— Material —
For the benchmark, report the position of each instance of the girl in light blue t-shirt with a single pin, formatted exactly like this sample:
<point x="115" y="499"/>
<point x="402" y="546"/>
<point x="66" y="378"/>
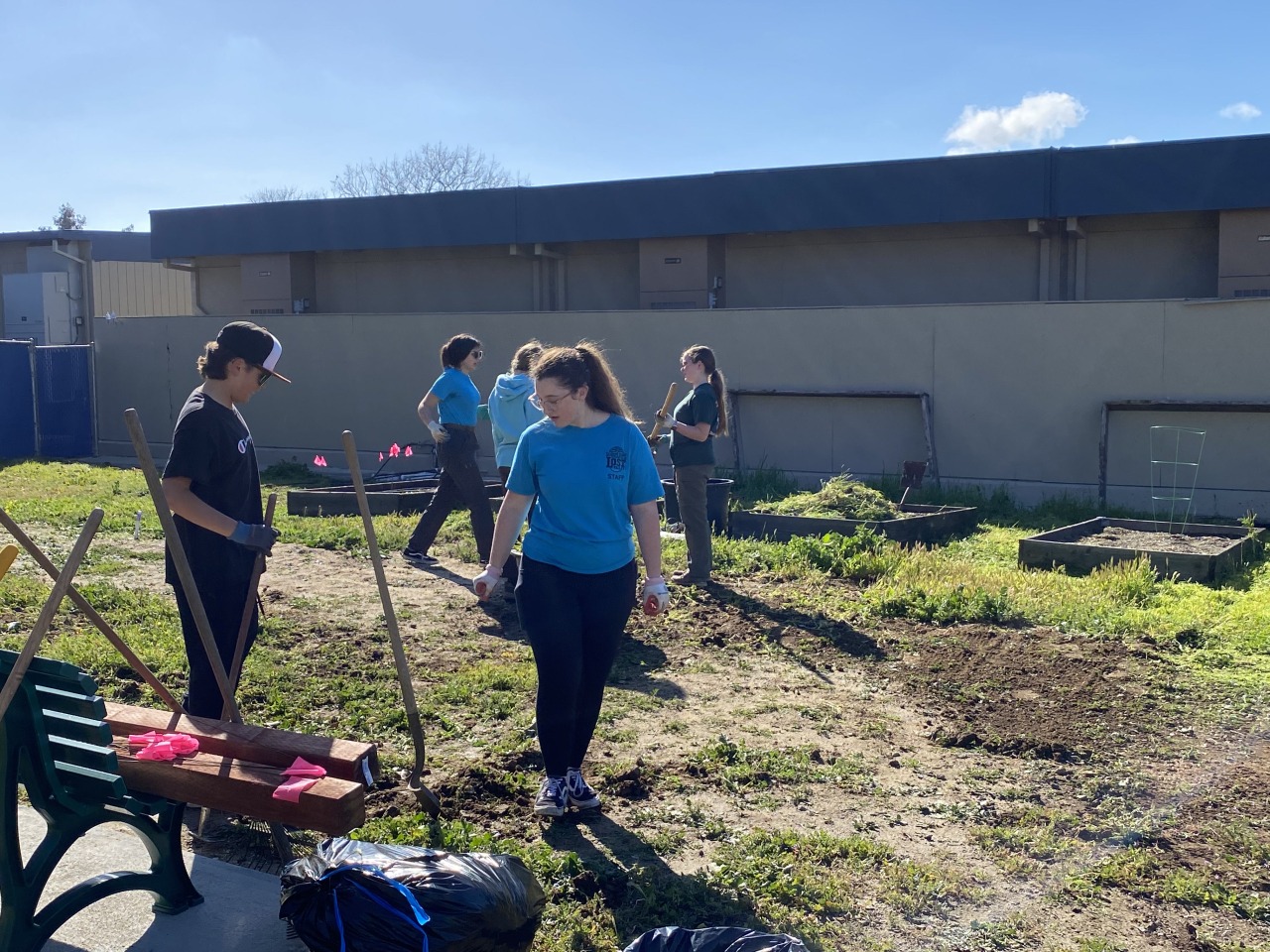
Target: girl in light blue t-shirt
<point x="589" y="474"/>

— Your objective —
Reproduce all of the entries word for word, skipping any pictures they hold.

— Task response —
For the benchmark, report the position of each instance of the girl in light blue t-shirt with a single pin, formatted exactly like this sample:
<point x="115" y="499"/>
<point x="402" y="546"/>
<point x="66" y="378"/>
Target: girl in light blue t-shirt
<point x="589" y="474"/>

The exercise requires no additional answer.